The request | Exactly reproduce the line containing "of the glass" together with every line after it, through the end of the entries, and give nothing more.

Dataset content |
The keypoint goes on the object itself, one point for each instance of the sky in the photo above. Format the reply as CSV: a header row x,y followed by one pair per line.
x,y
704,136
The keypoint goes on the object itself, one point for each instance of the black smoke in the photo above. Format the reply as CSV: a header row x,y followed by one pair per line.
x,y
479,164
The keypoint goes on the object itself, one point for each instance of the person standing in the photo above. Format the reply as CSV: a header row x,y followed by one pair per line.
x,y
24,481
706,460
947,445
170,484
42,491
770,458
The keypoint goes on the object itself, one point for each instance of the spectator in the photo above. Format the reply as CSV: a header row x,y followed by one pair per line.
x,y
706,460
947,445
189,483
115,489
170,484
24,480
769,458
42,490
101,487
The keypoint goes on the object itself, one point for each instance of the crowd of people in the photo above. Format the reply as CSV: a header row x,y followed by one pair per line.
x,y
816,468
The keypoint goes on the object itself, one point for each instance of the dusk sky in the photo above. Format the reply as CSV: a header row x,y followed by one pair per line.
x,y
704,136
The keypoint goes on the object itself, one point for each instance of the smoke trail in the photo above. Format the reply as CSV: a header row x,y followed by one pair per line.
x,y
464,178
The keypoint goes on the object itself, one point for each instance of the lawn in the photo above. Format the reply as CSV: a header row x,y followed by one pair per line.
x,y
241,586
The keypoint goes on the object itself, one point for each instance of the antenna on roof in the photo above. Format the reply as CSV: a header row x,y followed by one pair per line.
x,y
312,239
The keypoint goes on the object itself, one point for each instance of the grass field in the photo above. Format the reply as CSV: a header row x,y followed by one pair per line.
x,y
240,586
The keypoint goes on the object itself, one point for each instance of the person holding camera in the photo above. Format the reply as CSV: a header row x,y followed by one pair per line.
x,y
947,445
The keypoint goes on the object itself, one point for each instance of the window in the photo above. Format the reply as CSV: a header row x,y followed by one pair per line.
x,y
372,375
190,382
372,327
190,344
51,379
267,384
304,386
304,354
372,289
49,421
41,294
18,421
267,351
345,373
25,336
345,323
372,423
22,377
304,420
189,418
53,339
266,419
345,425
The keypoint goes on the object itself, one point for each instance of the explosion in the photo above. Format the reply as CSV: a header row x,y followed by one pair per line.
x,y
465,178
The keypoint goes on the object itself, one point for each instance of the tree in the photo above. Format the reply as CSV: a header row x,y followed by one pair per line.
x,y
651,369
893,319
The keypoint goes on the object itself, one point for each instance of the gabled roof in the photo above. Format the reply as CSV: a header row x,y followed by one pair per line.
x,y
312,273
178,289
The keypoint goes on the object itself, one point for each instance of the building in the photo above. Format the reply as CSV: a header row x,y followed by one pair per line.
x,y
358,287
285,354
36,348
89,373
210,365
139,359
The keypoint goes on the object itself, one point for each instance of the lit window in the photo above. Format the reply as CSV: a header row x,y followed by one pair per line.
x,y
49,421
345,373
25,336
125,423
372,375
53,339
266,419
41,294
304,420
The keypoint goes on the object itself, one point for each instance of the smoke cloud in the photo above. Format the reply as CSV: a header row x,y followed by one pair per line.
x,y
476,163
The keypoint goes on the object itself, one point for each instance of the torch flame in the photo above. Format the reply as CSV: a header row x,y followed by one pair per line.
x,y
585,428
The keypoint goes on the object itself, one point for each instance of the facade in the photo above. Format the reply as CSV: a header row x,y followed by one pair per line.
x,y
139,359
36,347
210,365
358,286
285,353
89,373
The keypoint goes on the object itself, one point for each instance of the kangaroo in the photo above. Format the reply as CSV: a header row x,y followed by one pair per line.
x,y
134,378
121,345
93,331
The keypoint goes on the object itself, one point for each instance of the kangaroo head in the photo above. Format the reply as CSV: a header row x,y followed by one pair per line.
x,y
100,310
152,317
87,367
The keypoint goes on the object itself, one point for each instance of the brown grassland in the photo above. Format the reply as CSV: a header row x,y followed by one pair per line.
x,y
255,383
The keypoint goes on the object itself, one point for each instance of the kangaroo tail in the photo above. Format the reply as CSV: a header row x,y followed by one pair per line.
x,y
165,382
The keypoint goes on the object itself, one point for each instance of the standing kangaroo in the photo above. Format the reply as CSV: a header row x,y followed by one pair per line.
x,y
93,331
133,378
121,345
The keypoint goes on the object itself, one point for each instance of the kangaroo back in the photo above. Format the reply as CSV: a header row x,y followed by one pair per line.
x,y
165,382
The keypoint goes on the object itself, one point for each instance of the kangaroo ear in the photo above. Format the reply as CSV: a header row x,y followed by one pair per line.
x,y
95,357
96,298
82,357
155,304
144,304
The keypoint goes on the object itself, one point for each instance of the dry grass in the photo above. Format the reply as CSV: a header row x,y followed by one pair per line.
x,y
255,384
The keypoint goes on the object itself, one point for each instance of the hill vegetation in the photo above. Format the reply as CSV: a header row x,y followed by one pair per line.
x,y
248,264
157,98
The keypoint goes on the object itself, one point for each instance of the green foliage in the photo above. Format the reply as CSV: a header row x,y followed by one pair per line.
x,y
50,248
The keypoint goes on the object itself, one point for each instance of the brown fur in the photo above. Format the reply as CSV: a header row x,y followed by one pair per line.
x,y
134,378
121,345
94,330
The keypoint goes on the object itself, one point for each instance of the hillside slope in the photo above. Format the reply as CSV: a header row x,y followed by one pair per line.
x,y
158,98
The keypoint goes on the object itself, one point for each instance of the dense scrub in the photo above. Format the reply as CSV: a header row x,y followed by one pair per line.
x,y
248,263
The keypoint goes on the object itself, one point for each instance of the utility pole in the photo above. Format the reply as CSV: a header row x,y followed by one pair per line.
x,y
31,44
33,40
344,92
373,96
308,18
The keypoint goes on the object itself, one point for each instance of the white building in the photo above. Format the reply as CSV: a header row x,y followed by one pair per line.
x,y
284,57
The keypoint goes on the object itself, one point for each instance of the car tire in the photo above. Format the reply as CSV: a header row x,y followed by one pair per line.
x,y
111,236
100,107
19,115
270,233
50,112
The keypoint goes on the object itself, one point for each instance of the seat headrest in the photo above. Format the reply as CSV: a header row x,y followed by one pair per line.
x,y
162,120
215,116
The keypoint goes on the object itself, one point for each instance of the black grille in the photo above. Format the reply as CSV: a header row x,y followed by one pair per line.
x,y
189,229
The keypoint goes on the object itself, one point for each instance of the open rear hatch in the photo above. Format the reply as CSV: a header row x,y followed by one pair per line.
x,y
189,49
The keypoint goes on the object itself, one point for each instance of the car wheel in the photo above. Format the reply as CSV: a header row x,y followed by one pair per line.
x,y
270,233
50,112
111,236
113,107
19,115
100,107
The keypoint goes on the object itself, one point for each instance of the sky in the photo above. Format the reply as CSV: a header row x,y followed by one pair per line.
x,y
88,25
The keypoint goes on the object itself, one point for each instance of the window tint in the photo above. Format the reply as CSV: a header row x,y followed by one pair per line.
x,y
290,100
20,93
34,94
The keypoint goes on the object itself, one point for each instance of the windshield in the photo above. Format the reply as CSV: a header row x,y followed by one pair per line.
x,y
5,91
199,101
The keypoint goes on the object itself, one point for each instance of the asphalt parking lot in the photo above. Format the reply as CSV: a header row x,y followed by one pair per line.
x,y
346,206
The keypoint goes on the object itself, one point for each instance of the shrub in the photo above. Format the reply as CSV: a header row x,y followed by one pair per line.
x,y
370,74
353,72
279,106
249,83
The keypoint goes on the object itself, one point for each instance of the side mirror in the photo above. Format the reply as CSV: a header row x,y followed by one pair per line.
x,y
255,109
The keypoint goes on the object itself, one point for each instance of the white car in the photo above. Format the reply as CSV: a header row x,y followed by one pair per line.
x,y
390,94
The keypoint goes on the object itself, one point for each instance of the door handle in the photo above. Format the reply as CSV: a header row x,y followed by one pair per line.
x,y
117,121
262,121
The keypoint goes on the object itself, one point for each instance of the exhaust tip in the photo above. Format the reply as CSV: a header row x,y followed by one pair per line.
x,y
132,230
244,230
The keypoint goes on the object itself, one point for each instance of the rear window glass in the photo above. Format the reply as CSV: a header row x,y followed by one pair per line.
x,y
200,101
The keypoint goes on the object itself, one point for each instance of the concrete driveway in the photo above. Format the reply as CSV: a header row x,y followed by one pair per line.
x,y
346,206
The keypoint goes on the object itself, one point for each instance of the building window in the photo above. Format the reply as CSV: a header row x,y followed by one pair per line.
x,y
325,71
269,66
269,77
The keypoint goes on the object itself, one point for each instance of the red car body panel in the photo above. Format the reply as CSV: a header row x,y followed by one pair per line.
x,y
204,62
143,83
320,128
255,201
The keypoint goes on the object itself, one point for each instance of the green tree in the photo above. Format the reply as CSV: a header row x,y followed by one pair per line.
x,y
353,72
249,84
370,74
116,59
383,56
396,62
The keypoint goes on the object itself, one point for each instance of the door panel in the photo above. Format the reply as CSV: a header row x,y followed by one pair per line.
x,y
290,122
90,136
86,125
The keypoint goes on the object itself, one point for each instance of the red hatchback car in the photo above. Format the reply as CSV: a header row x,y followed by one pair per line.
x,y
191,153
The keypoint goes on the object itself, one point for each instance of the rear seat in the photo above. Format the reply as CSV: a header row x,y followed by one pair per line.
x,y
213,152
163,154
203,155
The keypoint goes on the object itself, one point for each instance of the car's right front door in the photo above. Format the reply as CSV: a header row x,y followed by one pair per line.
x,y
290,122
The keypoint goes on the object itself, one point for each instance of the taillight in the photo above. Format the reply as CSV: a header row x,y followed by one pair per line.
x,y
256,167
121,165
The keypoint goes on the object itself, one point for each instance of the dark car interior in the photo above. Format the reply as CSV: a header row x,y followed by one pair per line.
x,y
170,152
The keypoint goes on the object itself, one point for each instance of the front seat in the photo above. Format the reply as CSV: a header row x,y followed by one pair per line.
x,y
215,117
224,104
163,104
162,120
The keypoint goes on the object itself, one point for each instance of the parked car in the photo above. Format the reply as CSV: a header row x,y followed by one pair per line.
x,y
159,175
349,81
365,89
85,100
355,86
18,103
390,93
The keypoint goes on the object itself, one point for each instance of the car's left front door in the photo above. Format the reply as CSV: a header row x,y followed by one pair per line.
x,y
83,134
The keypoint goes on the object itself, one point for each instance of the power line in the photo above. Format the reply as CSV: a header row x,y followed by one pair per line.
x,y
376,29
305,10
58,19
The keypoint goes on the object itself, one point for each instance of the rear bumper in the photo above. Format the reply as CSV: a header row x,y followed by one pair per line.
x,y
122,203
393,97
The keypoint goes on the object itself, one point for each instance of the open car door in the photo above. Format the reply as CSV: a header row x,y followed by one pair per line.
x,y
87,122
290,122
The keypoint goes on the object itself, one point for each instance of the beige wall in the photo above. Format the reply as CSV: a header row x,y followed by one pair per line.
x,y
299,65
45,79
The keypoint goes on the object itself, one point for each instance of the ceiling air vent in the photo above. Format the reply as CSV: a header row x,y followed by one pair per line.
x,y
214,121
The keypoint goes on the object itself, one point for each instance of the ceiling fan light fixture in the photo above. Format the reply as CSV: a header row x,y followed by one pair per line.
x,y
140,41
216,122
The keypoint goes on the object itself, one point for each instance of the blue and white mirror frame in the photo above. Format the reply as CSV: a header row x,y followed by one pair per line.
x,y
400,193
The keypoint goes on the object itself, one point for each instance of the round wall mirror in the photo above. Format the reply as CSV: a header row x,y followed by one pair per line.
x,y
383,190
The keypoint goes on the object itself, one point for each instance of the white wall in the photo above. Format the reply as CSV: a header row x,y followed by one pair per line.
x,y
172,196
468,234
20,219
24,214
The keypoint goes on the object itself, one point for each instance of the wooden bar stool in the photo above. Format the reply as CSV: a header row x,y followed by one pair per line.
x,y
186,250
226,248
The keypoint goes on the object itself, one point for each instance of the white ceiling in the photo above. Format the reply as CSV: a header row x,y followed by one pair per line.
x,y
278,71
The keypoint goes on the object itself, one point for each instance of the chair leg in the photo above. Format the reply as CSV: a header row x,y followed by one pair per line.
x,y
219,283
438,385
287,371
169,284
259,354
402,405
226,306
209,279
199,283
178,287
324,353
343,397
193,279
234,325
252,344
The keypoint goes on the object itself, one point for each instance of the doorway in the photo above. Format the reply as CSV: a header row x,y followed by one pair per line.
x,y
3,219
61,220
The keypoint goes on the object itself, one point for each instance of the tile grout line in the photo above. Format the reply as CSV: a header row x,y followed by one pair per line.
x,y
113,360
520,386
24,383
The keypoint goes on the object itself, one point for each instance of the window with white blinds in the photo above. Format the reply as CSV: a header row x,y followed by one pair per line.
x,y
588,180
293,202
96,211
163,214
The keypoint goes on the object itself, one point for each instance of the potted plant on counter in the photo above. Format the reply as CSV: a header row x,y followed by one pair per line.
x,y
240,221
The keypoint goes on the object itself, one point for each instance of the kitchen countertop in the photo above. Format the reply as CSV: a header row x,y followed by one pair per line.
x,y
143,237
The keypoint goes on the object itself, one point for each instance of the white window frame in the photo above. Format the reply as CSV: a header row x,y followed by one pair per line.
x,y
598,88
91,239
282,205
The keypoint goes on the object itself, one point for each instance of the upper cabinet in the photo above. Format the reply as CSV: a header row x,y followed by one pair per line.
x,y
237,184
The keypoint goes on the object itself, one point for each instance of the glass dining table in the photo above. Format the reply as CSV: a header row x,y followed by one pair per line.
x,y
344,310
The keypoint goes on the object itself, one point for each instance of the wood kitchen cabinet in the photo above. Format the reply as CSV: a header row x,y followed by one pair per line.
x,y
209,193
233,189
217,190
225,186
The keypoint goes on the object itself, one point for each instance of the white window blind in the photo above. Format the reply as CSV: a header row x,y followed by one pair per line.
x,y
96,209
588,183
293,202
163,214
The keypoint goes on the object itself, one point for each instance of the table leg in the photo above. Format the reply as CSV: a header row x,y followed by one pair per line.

Reply |
The keypoint goes on the object itself, one point for each instance of the glass dining table in the photo above. Format the reply as CSV: a header row x,y followed by one pair per line.
x,y
344,310
The keypoint goes on the object itself, one point for each instance of the wood kitchen cabinet in the photo above. Format the reply as CSV: a header row x,y followed by one pair per line.
x,y
209,193
233,189
217,190
225,186
The keypoint goes on the object itself, one point for each instance of the white window blind in the photo above. Format the reply as CSV: a header row x,y followed by one pair per line.
x,y
96,209
588,183
293,202
163,214
The keypoint goes on the object itself, one point for each instance of the table leg in the photo above. Format the reply as CSV: a header row x,y followed by one pair per line.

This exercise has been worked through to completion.